• [Items]:
# # # #

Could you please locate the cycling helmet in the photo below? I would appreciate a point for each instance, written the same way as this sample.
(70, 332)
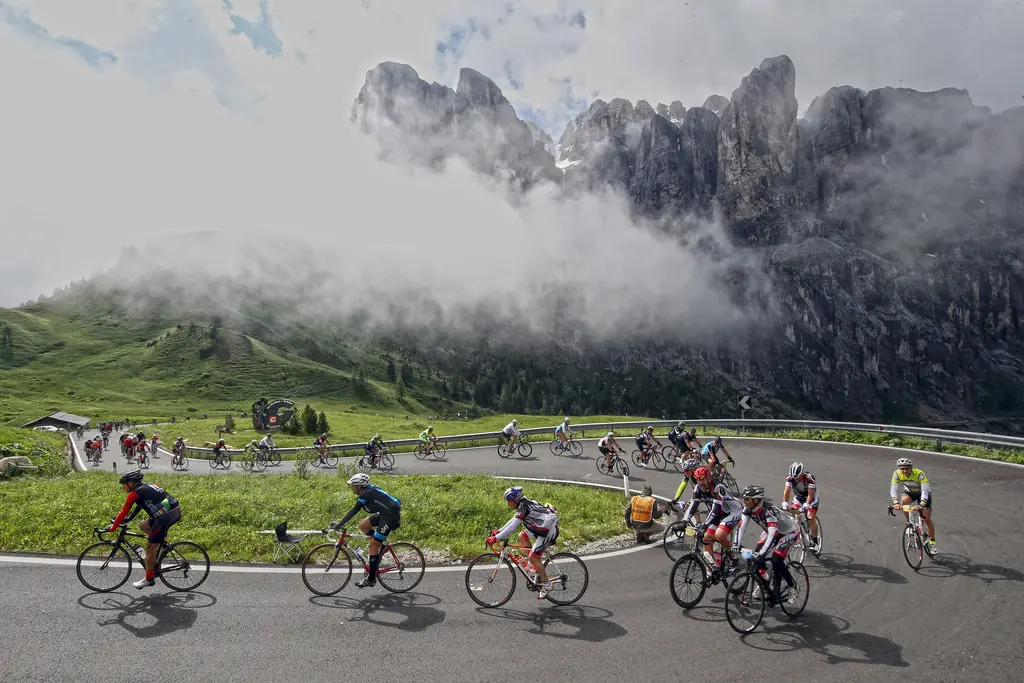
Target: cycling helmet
(690, 464)
(360, 479)
(134, 475)
(756, 493)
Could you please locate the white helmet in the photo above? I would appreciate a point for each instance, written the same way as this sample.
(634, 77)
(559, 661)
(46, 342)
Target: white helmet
(360, 479)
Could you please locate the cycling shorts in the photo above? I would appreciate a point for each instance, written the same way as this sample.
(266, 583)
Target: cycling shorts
(384, 523)
(803, 499)
(159, 525)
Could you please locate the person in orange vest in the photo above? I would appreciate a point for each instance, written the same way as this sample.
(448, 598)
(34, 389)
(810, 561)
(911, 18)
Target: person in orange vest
(641, 513)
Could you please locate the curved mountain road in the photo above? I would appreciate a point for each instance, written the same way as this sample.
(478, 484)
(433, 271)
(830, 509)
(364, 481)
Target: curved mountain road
(869, 616)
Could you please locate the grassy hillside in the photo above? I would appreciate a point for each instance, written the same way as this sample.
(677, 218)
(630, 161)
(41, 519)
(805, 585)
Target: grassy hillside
(104, 366)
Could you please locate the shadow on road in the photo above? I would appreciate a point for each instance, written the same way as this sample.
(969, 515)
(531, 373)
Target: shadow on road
(944, 565)
(406, 611)
(837, 564)
(148, 615)
(828, 636)
(572, 623)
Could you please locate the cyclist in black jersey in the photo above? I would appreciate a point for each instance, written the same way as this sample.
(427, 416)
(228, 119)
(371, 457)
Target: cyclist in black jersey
(385, 516)
(163, 509)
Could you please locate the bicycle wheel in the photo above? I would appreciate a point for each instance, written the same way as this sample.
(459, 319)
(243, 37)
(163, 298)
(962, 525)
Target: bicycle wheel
(913, 550)
(401, 567)
(622, 467)
(486, 575)
(803, 587)
(688, 581)
(183, 565)
(327, 568)
(744, 607)
(680, 538)
(570, 578)
(103, 566)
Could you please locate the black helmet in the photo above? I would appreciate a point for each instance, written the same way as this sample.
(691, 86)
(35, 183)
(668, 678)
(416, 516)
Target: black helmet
(754, 492)
(134, 475)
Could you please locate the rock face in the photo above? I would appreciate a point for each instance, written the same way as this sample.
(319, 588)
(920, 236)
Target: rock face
(890, 223)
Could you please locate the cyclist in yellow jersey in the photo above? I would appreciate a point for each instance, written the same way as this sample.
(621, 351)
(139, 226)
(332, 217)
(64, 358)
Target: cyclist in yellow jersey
(916, 491)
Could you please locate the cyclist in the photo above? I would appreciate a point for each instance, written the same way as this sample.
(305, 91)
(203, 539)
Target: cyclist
(374, 447)
(641, 512)
(163, 509)
(607, 445)
(801, 486)
(690, 440)
(916, 491)
(385, 516)
(710, 452)
(541, 522)
(562, 432)
(643, 440)
(511, 433)
(427, 438)
(780, 532)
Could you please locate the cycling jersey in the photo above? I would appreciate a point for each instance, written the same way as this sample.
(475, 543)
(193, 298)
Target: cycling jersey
(146, 497)
(373, 500)
(914, 483)
(538, 518)
(772, 520)
(802, 485)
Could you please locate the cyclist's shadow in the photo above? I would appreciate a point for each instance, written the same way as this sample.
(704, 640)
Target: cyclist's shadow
(158, 614)
(828, 636)
(572, 622)
(409, 611)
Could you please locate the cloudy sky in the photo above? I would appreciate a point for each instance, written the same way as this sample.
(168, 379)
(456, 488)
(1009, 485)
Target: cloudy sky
(124, 121)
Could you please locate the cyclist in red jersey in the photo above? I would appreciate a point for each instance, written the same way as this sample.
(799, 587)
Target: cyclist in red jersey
(163, 510)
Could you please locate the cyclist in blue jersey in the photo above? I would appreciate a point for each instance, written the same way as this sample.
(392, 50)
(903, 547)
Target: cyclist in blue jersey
(385, 516)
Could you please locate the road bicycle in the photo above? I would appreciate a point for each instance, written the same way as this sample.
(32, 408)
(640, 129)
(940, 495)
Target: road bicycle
(522, 446)
(435, 449)
(750, 590)
(653, 457)
(567, 575)
(617, 464)
(221, 461)
(914, 537)
(692, 574)
(105, 565)
(570, 446)
(317, 459)
(805, 540)
(328, 567)
(381, 460)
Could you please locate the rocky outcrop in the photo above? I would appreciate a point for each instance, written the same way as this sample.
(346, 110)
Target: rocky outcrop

# # # #

Quote every one of the records above verbatim, leaving out the pictures.

Could you please locate the cycling helmet in the photo below? I would appreciate a point for each instance, written the same way as this sample.
(70, 332)
Target: cycling helmet
(690, 464)
(360, 479)
(134, 475)
(756, 493)
Could you please locate the white helmet in the photo above? I would appreciate a point for each instance, written the same way as this sample.
(634, 77)
(559, 661)
(46, 342)
Target: white helmet
(360, 479)
Could you please locate the cycling shorts in the photo above? I would appreciate a point for each instance, written the same way as this sample.
(266, 583)
Target: cycling shorts
(384, 523)
(803, 499)
(159, 525)
Could you please locate the person in orange vest in the photo above? I would appreciate a point for each instance, written the same way as this sample.
(448, 598)
(34, 389)
(810, 561)
(911, 18)
Target: person in orange vest
(641, 513)
Could you please locate the curved mountain road in the photo above? I would appreciate a point for each instance, written the same way as this sample.
(478, 484)
(433, 271)
(830, 509)
(364, 481)
Target: curved mountain road
(869, 616)
Could you please locate the grassy hillside in the photo above? I would appreciate a point for each instance, written the same way as this sample.
(677, 218)
(630, 161)
(41, 519)
(805, 585)
Target: grassy hillside
(104, 366)
Could you please locate the shadow on road in the photo above? I would appreciate a point for each instance, written the same way as this sample.
(969, 515)
(531, 373)
Target: shadow on road
(944, 565)
(406, 611)
(837, 564)
(148, 615)
(828, 636)
(572, 623)
Could you please locate the cyclist in black jersey in the photo above? I would appreciate a point for each instance, written the same way as this sample.
(427, 416)
(228, 119)
(371, 457)
Target: cyclist in black jersey
(385, 516)
(163, 509)
Could you please locate the bicycle wheel in the photo above? I would appreciate a point for each instance, written the same way as this sample.
(459, 319)
(243, 37)
(163, 298)
(962, 525)
Target: bicycle wheel
(913, 550)
(401, 567)
(622, 467)
(486, 575)
(803, 587)
(688, 581)
(183, 565)
(327, 568)
(744, 607)
(680, 538)
(570, 578)
(103, 566)
Could you please locate the black helmet in the photo above? I would appreciate a point for each instance, written the same way as this sample.
(691, 86)
(35, 183)
(668, 678)
(416, 516)
Target: black helmet
(754, 492)
(134, 475)
Could you please locate the rock face in the photo above? I would appreciate a point for each instance, written the same way as this sample.
(319, 588)
(920, 236)
Target: rock face
(890, 223)
Could you please locate the cyclist in yellow jersey in the photo above? I would appreciate a point for each instance, written the same way as this sample.
(621, 351)
(139, 226)
(332, 217)
(64, 358)
Target: cyclist in yellow jersey
(916, 491)
Could you please locate the cyclist in the photo above? I would appreciate a point for each instance, written the same way as this sample.
(305, 91)
(203, 539)
Target: cyclist
(374, 447)
(641, 512)
(163, 509)
(607, 445)
(801, 486)
(690, 440)
(916, 491)
(385, 516)
(710, 452)
(541, 522)
(562, 432)
(643, 440)
(511, 433)
(427, 438)
(780, 532)
Could you please locate the cycling jersey in the photo above? I would appreciate a point for each instance, written the same way as this sample.
(475, 543)
(193, 298)
Target: cycling jersey
(146, 497)
(373, 500)
(914, 483)
(538, 518)
(772, 520)
(802, 485)
Could you please locate the cyclist's shadow in the photo above? I would appreciate a point for each instance, written the same way as this sample.
(704, 640)
Target: cyclist's shadow
(158, 614)
(828, 636)
(572, 622)
(409, 611)
Could you please locate the cloudy sky in the photo above? I would appreciate a point for each instance, written the same way as this sample.
(168, 379)
(456, 488)
(1009, 485)
Target: cloudy sky
(124, 121)
Could you please locate the cyclist in red jersey in the photo above? I would appreciate a point for each instance, written the same way as this sample.
(799, 587)
Target: cyclist in red jersey
(163, 510)
Could you please locate the cyclist in blue jersey in the photo above? I would appreciate a point for each instance, written the same way as this sample.
(392, 50)
(903, 547)
Target: cyclist in blue jersey
(385, 516)
Could you please locate the road bicycle in the photo above? I would appreciate a point for each instance, written the same way as this sample.
(32, 408)
(640, 129)
(940, 495)
Target: road bicycle
(522, 446)
(435, 449)
(750, 590)
(653, 457)
(567, 575)
(617, 464)
(221, 461)
(914, 537)
(692, 574)
(105, 565)
(570, 446)
(317, 459)
(805, 540)
(328, 567)
(381, 460)
Could you please locate the rocky outcrop in the photo above? I would appreciate a point for each instance, written the same way as this sample.
(346, 110)
Target: rocky outcrop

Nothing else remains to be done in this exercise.